▸ **Brief**
The exercise asks for every line of the data to be reproduced exactly.
──────── Information supplied ────────
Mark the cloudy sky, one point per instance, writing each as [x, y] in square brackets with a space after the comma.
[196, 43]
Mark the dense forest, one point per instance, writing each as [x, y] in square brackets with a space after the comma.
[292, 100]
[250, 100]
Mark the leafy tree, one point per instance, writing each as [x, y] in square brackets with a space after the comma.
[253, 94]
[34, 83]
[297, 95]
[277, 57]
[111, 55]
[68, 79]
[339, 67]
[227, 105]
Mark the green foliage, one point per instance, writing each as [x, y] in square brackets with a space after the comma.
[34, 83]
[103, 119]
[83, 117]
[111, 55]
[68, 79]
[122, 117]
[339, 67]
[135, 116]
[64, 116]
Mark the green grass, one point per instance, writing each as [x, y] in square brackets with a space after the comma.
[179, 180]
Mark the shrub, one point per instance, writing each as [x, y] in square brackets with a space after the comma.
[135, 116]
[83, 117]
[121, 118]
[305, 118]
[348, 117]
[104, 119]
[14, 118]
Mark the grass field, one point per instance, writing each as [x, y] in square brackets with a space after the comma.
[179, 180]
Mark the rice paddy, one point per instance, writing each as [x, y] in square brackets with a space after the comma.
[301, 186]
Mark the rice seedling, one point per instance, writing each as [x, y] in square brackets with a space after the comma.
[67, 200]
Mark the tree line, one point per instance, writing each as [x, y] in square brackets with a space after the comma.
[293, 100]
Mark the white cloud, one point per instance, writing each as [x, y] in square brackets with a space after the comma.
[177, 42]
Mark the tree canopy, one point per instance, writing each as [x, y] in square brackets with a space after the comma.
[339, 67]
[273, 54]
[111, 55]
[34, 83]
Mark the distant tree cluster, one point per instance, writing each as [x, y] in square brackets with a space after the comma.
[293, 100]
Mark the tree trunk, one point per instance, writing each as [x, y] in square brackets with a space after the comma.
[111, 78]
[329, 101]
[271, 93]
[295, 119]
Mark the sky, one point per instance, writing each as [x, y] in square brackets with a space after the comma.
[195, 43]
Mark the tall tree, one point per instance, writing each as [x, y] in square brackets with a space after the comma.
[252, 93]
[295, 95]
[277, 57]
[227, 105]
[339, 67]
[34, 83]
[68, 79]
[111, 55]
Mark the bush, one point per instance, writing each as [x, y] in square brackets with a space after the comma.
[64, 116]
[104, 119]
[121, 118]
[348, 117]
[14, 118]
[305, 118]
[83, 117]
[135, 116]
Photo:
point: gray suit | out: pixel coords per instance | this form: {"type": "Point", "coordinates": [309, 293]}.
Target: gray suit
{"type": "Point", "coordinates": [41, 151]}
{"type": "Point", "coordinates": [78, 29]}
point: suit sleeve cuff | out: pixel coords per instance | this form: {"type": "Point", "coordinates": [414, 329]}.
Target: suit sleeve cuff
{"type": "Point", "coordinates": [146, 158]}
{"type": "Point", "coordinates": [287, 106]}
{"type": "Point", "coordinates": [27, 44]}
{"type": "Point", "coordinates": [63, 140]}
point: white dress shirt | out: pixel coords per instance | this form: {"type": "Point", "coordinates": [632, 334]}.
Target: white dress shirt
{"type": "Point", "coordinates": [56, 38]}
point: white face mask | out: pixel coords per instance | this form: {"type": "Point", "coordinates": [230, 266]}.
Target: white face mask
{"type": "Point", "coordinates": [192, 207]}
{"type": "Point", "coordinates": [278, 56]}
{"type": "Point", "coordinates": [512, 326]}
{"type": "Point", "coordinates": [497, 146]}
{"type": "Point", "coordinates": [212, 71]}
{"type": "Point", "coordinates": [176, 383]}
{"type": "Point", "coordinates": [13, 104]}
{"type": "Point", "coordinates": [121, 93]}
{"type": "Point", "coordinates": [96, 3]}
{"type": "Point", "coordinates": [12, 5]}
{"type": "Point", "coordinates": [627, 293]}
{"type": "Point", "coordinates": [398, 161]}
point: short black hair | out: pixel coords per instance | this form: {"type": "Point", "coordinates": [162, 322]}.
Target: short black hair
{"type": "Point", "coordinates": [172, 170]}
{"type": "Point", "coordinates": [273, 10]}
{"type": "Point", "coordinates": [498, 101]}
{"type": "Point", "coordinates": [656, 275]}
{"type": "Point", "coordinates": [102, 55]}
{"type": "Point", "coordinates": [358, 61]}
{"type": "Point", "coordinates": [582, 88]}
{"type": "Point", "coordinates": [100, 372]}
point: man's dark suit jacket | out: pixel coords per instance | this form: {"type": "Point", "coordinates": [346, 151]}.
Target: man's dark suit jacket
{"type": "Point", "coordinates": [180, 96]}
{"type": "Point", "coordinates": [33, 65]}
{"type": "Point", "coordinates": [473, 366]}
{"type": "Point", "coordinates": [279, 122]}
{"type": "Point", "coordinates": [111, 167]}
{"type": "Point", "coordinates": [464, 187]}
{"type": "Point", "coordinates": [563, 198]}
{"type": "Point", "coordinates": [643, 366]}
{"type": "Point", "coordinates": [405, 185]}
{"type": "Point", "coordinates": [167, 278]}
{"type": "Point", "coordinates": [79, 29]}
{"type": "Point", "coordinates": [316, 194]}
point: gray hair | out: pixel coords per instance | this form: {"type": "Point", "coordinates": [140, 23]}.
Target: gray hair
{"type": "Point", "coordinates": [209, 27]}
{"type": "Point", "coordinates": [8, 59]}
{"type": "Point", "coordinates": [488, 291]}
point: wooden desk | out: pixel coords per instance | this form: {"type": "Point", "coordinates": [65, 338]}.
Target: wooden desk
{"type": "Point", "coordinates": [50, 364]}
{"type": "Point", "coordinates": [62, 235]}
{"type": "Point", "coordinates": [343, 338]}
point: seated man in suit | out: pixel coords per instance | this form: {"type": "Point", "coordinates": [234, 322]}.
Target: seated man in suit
────────
▸ **Answer to this problem**
Mark the cloudy sky, one point per instance, writing each as [x, y] in square brackets with a space after the comma.
[196, 43]
Mark the dense forest, one point per instance, writing each as [x, y] in square brackets with a space after the comma.
[292, 100]
[250, 100]
Mark the leafy tree, one point per instance, writing each as [x, y] in square brackets with a space after the comma.
[253, 94]
[34, 83]
[297, 95]
[277, 57]
[111, 55]
[68, 79]
[339, 67]
[227, 105]
Mark the green foliage, one point per instance, writing each as [x, y] in square brackets with a space after the comma.
[34, 83]
[103, 119]
[83, 117]
[111, 55]
[68, 79]
[122, 117]
[339, 67]
[135, 116]
[64, 116]
Mark the green grass, one point per instance, writing each as [x, y] in square brackets with a space after the comma.
[179, 180]
Mark the shrub, one point per instance, writing each as [x, y] in square brackets with a space after the comma.
[135, 116]
[83, 117]
[121, 118]
[305, 118]
[348, 117]
[104, 119]
[14, 118]
Mark the grass field, one point per instance, writing each as [x, y] in square brackets with a space after the comma.
[179, 180]
Mark the rice paddy, one point per instance, writing each as [x, y] in square brackets with a space after the comma.
[301, 186]
Mark the rice seedling, one point per instance, writing each as [x, y] in square brackets with a space after the comma.
[67, 200]
Mark the tree line, one point per instance, writing each as [x, y] in square brackets with a space after the comma.
[293, 100]
Mark the white cloud, one point per instance, writing each as [x, y] in square brackets with a space after the comma.
[177, 42]
Mark the tree canopy, one point per instance, writing each as [x, y] in square brackets with a space after the comma.
[339, 67]
[273, 54]
[111, 55]
[34, 83]
Mark the distant tree cluster, one point per instance, writing each as [x, y] in square brackets with a space after the comma.
[293, 100]
Mark the tree trunk, one point per instance, writing each as [x, y] in square brackets with a space after the comma.
[111, 78]
[329, 101]
[271, 93]
[295, 119]
Mark the sky, one point per instance, writing each as [x, y] in square brackets with a space after the comma.
[195, 43]
Mark the tall tree, one point per instance, writing each as [x, y] in square brackets with a space after the comma.
[252, 93]
[295, 95]
[277, 57]
[227, 105]
[339, 67]
[34, 83]
[68, 79]
[111, 55]
Mark the bush, one point per instance, writing each as [x, y] in square brackets with a space after the comma.
[64, 116]
[104, 119]
[121, 118]
[348, 117]
[14, 118]
[305, 118]
[83, 117]
[135, 116]
Photo:
point: gray suit | out: pixel coords per instance | this form: {"type": "Point", "coordinates": [309, 293]}.
Target: gray suit
{"type": "Point", "coordinates": [41, 151]}
{"type": "Point", "coordinates": [78, 29]}
point: suit sleeve cuff | out: pixel coords per instance | this form: {"type": "Point", "coordinates": [414, 329]}.
Target: suit sleeve cuff
{"type": "Point", "coordinates": [146, 158]}
{"type": "Point", "coordinates": [287, 106]}
{"type": "Point", "coordinates": [27, 44]}
{"type": "Point", "coordinates": [63, 140]}
point: white dress shirt | out: pixel coords per instance | this form: {"type": "Point", "coordinates": [632, 334]}.
Target: white dress shirt
{"type": "Point", "coordinates": [56, 38]}
point: white face mask | out: pixel coords per instance | this form: {"type": "Point", "coordinates": [230, 266]}.
Target: white face mask
{"type": "Point", "coordinates": [192, 207]}
{"type": "Point", "coordinates": [278, 56]}
{"type": "Point", "coordinates": [512, 326]}
{"type": "Point", "coordinates": [497, 146]}
{"type": "Point", "coordinates": [212, 71]}
{"type": "Point", "coordinates": [176, 383]}
{"type": "Point", "coordinates": [13, 104]}
{"type": "Point", "coordinates": [121, 93]}
{"type": "Point", "coordinates": [96, 3]}
{"type": "Point", "coordinates": [12, 5]}
{"type": "Point", "coordinates": [627, 293]}
{"type": "Point", "coordinates": [398, 161]}
point: short black hair | out: pixel coords per instance | this form: {"type": "Point", "coordinates": [162, 322]}.
Target: short black hair
{"type": "Point", "coordinates": [172, 170]}
{"type": "Point", "coordinates": [273, 10]}
{"type": "Point", "coordinates": [498, 101]}
{"type": "Point", "coordinates": [656, 275]}
{"type": "Point", "coordinates": [102, 55]}
{"type": "Point", "coordinates": [358, 61]}
{"type": "Point", "coordinates": [582, 88]}
{"type": "Point", "coordinates": [100, 372]}
point: man's dark suit jacket | out: pixel coords per instance | this form: {"type": "Point", "coordinates": [346, 151]}.
Target: man's dark suit jacket
{"type": "Point", "coordinates": [180, 96]}
{"type": "Point", "coordinates": [33, 65]}
{"type": "Point", "coordinates": [473, 366]}
{"type": "Point", "coordinates": [279, 122]}
{"type": "Point", "coordinates": [111, 167]}
{"type": "Point", "coordinates": [464, 187]}
{"type": "Point", "coordinates": [563, 198]}
{"type": "Point", "coordinates": [643, 366]}
{"type": "Point", "coordinates": [405, 185]}
{"type": "Point", "coordinates": [167, 278]}
{"type": "Point", "coordinates": [79, 29]}
{"type": "Point", "coordinates": [316, 194]}
point: gray hair | out: pixel coords per instance | this form: {"type": "Point", "coordinates": [140, 23]}.
Target: gray hair
{"type": "Point", "coordinates": [209, 27]}
{"type": "Point", "coordinates": [8, 59]}
{"type": "Point", "coordinates": [488, 291]}
point: wooden desk | out: pixel coords per instance | this form: {"type": "Point", "coordinates": [65, 338]}.
Target: wooden desk
{"type": "Point", "coordinates": [50, 364]}
{"type": "Point", "coordinates": [62, 235]}
{"type": "Point", "coordinates": [343, 338]}
point: seated man in suit | out: pixel coords per instance | this form: {"type": "Point", "coordinates": [234, 322]}.
Target: seated man in suit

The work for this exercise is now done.